:: TASK DESCRIPTION ::
Update everything from the start of the rows down to the line containing "0 208 L 196" by putting "dry soil" in place of "dry dirt ground", leaving all else unchanged, and give those lines only.
* start *
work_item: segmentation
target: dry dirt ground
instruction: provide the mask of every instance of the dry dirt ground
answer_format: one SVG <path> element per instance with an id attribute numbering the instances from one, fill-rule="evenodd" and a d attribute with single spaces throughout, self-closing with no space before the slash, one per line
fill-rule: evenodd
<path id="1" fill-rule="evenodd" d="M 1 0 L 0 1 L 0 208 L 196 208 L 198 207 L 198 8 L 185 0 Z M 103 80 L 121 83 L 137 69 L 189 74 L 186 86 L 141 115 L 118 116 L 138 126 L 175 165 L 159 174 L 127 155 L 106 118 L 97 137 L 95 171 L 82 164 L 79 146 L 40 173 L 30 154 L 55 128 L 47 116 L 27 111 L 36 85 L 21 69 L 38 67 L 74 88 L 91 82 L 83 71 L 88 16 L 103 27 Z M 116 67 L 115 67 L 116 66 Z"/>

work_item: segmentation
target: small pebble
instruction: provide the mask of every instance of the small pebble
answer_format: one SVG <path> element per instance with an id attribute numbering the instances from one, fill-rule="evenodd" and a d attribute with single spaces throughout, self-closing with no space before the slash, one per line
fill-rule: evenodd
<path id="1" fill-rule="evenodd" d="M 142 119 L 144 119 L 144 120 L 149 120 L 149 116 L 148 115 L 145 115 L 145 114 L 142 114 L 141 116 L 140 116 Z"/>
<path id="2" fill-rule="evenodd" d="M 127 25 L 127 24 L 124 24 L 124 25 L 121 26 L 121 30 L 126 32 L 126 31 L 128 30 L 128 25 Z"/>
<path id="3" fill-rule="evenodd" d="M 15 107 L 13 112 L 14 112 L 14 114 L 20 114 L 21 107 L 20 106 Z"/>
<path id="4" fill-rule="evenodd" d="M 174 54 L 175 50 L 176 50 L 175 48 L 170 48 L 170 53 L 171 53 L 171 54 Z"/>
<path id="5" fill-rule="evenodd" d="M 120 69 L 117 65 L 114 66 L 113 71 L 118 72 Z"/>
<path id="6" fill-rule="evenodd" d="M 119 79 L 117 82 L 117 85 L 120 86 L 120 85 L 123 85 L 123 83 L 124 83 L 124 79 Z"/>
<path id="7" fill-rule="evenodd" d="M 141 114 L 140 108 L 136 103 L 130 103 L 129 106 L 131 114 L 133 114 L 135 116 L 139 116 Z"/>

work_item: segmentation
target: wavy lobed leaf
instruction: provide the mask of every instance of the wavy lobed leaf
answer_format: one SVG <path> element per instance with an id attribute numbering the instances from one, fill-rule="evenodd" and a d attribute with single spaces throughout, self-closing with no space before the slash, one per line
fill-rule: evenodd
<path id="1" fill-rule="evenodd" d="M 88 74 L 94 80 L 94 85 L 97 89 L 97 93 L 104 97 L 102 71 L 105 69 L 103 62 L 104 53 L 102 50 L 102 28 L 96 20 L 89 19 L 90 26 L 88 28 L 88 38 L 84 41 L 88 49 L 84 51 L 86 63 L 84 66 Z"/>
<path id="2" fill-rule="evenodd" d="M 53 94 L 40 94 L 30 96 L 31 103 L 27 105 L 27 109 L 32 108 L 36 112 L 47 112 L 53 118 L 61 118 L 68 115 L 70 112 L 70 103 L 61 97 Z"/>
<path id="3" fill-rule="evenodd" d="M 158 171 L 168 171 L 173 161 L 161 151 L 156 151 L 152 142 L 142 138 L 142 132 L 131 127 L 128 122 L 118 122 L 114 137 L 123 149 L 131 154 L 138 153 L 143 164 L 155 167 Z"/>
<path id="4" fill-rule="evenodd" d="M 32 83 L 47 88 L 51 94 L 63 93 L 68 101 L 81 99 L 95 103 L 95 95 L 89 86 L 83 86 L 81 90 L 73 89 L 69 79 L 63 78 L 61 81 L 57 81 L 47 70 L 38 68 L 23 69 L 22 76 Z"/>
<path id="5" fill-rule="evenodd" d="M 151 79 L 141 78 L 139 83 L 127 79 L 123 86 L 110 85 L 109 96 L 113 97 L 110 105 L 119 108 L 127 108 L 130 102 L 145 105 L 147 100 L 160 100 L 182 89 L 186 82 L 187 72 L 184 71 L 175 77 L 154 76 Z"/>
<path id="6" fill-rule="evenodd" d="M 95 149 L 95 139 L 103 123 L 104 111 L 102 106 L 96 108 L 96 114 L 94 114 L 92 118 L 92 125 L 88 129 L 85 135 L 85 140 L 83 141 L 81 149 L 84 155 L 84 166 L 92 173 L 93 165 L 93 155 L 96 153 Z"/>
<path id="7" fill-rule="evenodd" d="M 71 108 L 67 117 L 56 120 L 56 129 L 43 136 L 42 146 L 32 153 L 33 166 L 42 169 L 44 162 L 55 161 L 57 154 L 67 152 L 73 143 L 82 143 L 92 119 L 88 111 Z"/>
* end *
:: EXERCISE OUTPUT ::
work_item: segmentation
target: dry soil
instruction: provide the mask of every instance of the dry soil
answer_format: one SVG <path> element per instance with an id attribute numbering the instances from one, fill-rule="evenodd" and a d attribute with single spaces throughout, self-closing with no space before the slash, one per line
fill-rule: evenodd
<path id="1" fill-rule="evenodd" d="M 1 0 L 0 1 L 0 208 L 196 208 L 198 207 L 198 8 L 185 0 Z M 103 80 L 121 83 L 137 69 L 189 74 L 186 86 L 141 115 L 118 116 L 138 126 L 175 165 L 159 174 L 127 155 L 106 118 L 97 137 L 95 171 L 82 164 L 79 146 L 40 173 L 30 154 L 55 128 L 47 116 L 27 111 L 36 85 L 21 69 L 38 67 L 74 88 L 91 82 L 83 71 L 88 16 L 103 27 Z M 116 67 L 115 67 L 116 66 Z"/>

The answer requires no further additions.